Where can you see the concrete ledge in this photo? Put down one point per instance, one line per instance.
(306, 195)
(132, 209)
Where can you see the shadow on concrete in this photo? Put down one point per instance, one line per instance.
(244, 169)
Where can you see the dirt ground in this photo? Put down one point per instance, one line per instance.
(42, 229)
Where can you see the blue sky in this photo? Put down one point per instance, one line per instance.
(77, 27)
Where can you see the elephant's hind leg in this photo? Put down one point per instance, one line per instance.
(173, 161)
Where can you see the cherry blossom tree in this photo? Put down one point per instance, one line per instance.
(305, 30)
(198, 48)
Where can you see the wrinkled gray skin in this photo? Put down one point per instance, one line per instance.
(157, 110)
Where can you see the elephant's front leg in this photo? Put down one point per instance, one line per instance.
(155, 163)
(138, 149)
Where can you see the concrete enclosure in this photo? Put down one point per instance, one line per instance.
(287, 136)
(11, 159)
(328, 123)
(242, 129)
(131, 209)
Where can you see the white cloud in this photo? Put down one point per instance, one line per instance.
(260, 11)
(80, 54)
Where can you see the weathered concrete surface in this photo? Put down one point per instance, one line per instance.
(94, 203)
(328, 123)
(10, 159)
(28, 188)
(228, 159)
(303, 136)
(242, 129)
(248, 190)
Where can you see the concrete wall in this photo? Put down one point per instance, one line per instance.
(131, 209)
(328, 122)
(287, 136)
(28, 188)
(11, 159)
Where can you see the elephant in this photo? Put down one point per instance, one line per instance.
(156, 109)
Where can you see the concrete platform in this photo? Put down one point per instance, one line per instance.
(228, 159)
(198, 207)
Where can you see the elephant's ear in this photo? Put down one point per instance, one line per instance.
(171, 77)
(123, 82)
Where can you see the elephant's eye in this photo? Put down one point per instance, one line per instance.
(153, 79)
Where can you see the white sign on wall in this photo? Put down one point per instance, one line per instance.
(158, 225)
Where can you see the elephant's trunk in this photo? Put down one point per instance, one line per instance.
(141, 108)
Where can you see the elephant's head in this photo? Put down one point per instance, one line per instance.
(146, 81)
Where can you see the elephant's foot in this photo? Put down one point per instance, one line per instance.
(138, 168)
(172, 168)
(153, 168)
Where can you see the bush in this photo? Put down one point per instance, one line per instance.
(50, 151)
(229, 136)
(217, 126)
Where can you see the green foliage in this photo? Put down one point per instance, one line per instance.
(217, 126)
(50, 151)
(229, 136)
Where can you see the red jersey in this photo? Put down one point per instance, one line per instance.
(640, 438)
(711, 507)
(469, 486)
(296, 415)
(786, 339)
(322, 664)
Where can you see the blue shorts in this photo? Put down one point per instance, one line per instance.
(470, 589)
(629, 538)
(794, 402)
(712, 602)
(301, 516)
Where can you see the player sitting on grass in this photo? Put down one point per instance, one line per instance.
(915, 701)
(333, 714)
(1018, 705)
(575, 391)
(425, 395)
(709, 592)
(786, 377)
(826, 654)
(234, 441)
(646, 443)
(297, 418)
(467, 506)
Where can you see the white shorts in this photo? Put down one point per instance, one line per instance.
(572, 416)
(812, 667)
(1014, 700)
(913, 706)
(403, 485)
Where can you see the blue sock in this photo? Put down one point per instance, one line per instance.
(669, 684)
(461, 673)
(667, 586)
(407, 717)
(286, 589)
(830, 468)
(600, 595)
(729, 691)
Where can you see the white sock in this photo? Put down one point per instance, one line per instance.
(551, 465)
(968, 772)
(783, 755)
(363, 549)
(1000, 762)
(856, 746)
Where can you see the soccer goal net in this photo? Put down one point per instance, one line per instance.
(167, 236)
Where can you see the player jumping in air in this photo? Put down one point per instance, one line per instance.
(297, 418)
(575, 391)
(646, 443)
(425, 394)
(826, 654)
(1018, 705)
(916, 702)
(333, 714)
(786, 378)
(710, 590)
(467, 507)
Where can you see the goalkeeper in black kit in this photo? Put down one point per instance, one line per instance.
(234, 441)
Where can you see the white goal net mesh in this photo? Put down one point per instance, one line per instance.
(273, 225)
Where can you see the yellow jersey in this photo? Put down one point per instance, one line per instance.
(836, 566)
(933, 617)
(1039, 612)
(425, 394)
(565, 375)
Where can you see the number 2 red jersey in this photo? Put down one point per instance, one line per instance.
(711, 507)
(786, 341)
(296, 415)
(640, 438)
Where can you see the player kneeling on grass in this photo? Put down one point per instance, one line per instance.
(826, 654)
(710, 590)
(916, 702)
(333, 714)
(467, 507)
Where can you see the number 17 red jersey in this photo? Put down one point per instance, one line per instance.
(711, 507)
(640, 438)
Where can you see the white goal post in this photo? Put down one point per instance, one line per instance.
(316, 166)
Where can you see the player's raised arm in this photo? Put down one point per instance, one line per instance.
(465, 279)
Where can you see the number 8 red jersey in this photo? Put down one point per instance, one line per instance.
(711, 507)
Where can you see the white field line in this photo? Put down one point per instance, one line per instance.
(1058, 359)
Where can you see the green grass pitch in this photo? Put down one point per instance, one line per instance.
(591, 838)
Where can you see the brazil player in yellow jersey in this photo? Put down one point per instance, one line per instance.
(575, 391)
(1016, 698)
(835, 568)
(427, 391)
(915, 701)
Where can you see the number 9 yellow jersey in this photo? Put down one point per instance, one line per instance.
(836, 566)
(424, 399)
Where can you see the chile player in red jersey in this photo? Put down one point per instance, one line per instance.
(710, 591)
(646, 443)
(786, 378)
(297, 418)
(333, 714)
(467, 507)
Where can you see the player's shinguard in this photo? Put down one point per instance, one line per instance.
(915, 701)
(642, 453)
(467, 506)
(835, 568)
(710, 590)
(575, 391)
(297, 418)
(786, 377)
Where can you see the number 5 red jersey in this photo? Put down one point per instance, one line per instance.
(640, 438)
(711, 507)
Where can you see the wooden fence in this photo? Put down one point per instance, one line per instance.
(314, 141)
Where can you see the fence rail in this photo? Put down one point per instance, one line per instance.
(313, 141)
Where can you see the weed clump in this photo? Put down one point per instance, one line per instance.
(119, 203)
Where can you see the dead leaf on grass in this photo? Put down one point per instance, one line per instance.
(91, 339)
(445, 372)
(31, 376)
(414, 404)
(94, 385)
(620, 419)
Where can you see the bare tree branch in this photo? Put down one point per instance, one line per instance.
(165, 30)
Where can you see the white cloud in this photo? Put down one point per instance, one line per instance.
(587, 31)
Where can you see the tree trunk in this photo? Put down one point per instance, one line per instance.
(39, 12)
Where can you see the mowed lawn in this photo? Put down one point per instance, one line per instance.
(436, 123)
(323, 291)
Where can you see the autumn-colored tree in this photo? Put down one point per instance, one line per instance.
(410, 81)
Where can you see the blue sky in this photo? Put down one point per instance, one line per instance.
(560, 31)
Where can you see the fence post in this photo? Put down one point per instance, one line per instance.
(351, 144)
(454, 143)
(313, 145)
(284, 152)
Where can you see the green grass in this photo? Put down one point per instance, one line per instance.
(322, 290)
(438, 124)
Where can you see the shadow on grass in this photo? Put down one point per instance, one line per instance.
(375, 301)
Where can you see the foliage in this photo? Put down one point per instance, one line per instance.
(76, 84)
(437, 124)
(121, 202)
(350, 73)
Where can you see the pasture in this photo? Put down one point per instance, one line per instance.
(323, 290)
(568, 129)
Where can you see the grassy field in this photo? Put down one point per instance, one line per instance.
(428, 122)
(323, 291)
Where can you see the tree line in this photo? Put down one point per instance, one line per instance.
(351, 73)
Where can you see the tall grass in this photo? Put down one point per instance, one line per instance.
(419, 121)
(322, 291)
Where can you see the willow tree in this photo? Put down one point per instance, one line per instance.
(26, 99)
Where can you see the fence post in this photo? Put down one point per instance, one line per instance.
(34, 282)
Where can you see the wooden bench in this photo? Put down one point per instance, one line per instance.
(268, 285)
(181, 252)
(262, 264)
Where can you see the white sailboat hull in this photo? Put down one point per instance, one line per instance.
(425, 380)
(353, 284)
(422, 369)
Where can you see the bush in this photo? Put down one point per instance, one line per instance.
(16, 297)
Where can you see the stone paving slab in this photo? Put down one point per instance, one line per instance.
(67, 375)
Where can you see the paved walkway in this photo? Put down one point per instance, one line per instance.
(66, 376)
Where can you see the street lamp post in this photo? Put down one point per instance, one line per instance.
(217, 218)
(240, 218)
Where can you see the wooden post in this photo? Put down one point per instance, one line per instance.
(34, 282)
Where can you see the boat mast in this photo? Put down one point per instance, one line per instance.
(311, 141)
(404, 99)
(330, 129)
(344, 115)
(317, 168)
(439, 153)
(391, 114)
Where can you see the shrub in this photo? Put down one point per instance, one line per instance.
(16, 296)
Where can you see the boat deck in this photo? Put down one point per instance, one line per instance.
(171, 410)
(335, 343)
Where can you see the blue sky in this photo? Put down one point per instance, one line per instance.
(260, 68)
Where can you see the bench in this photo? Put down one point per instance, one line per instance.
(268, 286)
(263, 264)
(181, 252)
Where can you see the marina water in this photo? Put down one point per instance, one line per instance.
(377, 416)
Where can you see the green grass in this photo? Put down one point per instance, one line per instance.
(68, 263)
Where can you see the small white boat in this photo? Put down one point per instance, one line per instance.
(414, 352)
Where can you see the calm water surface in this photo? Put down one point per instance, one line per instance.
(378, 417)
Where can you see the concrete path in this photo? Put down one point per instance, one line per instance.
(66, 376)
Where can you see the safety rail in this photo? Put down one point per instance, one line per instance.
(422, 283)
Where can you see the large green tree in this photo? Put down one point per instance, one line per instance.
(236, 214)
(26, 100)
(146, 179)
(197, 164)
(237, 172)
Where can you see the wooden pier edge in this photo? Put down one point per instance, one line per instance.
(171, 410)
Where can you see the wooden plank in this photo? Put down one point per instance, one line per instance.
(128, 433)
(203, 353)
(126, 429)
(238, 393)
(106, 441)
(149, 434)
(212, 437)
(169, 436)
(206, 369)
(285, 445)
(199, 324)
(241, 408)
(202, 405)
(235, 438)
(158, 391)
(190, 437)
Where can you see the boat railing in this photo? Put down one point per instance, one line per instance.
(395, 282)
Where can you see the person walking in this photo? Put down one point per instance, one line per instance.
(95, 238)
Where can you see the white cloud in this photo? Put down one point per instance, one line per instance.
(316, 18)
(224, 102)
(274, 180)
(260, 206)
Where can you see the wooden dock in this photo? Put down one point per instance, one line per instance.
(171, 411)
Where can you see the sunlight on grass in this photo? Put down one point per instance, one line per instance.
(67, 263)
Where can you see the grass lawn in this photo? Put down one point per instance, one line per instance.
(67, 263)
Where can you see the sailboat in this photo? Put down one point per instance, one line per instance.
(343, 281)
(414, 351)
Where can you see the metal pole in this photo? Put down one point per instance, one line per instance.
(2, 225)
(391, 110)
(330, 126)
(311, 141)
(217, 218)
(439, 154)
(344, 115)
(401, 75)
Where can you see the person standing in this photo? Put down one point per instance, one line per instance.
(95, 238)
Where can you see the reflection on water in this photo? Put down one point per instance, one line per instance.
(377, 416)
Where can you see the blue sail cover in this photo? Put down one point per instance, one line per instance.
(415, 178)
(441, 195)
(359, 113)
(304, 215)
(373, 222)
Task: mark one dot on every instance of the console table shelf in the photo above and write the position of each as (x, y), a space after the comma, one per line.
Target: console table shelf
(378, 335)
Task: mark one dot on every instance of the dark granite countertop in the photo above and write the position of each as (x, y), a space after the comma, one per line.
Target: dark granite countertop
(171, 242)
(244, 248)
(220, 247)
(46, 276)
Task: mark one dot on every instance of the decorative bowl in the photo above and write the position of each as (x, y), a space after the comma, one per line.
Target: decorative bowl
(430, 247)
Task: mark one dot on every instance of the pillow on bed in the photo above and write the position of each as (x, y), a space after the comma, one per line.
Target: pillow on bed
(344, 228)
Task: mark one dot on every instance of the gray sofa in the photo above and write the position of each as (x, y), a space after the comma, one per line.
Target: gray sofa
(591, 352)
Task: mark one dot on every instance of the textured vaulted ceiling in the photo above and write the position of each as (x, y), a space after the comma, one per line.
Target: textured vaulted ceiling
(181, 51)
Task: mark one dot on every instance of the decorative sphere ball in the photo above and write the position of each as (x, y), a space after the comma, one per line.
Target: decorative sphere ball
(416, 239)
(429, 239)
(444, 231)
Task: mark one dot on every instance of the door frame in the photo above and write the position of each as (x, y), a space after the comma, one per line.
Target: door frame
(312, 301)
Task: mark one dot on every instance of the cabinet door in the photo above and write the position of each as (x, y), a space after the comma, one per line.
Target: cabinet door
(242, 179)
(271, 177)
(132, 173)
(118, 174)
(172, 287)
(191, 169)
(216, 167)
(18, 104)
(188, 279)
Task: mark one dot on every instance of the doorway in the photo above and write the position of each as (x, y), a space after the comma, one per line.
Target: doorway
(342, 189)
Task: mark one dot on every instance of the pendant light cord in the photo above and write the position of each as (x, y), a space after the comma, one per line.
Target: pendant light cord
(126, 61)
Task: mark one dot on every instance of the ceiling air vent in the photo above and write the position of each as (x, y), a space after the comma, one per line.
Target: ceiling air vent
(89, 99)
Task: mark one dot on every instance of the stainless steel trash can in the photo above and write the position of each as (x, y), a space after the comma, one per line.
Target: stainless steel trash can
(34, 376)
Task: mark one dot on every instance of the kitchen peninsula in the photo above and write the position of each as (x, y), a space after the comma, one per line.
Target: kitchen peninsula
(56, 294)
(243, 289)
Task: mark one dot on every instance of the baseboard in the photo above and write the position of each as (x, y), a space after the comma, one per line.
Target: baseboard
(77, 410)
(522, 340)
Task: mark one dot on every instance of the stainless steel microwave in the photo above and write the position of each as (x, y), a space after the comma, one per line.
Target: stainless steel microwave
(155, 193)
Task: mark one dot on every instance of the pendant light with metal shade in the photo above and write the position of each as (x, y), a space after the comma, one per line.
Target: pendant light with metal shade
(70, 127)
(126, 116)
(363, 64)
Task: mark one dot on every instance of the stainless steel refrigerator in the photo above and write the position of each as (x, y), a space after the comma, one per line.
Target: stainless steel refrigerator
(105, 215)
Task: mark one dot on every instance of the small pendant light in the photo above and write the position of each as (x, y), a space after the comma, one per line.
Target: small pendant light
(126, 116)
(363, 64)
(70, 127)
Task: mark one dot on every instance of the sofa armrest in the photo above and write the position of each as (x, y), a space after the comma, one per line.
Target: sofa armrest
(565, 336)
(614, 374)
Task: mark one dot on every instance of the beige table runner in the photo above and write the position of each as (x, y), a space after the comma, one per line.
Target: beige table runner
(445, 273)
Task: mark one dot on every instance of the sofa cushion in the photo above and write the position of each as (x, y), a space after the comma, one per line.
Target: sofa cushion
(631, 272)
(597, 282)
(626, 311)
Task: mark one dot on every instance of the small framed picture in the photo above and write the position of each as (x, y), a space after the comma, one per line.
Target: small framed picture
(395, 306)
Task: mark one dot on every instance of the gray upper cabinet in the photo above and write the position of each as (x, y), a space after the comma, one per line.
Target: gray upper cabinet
-------------------------
__Action item__. Go through the records above and return every line that holds the string "upper".

__Your solution__.
Task: mark one dot on every instance of the gray upper cabinet in the photo above and write the position of each as (x, y), a space after the comma, one per line.
Target: gray upper cabinet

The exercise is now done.